[Things to do]:
[A] From the post about things the writer loves, list every real person named, leaving out the cartoon character.
[B] According to the post about things the writer loves, how many times did the writer reload the Stan Smith video while writing the entry?
[C] Render this sentence from the post about things the writer loves into German: "I love the sound of Dana watching TV while I sit in my office and write."

[Excerpted text]:
Paul Gilmartin reminded me to write some, because I have had so many awfulsome moments this week:
- I love how Argo has a five ton personality and a rat dog. In my head, she is Stan Smith on American Dad from the episode where he joins the Log Cabin Republicans without knowing they’re gay. She is going to whip my ass later for insinuating that she’s….. Republican.
- I love the sound of Dana watching TV while I sit in my office and write.
- I love hugs from Aaron that last a second longer because he knows how much pain I’m in.
- I love being able to tell the Internet that I am crazy again and I need help and the response is even bigger now, not because the problem is bigger, but because there are more people to hear me.
- I love that just in writing this entry, I have hit reload five times on the Stan Smith video.
- I love that I am strong enough to take this much criticism because I have been learning how to take criticism and use it to my advantage for two years. People angry with me over the divorce express their anger and I get to say, “I’m sorry for your pain, but this is not about you and therefore, my pain is more important to me than yours.”
- I love that I know within myself not to make it about everyone, because when I do, I try to save everyone but me.
- I love that with this breakup, I see more self-preservation in either of us than I have seen in years. We are setting healthy boundaries because we saw how frayed the unhealthy ones had become but unfortunately, it was too late.
- I love that I am allowed to say as much as I want that I am absolutely in love with Dana and she is not freaked out to hear it. Walking away in the peace of “I love you and maybe we will meet again and maybe we won’t” seems infinitely healthier than either of us being out on our asses.

[Dataset extract]:
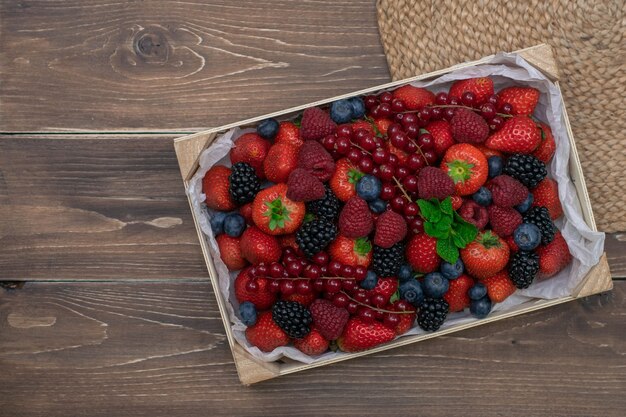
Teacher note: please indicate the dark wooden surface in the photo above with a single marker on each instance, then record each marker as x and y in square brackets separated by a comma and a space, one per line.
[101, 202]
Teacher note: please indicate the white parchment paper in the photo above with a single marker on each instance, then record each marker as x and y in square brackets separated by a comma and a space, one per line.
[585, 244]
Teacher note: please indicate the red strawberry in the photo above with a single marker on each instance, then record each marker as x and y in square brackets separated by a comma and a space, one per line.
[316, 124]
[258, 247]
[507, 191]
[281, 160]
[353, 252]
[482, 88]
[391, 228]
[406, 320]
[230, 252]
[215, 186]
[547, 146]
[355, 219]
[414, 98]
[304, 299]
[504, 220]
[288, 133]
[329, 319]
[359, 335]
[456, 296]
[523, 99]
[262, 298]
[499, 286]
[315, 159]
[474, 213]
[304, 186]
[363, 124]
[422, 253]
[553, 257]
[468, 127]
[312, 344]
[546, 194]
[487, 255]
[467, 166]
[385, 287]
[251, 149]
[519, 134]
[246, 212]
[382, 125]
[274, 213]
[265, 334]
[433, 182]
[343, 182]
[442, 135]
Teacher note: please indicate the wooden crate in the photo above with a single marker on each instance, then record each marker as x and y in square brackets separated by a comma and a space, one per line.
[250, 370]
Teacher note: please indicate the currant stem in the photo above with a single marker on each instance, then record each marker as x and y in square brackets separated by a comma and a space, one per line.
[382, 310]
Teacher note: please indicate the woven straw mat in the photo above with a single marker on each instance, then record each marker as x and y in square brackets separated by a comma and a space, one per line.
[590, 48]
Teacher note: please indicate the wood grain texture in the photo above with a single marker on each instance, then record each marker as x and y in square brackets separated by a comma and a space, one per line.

[Answers]:
[A] Paul Gilmartin, Argo, Dana, Aaron

[B] Five times.

[C] Ich liebe das Geräusch, wenn Dana fernsieht, während ich in meinem Büro sitze und schreibe.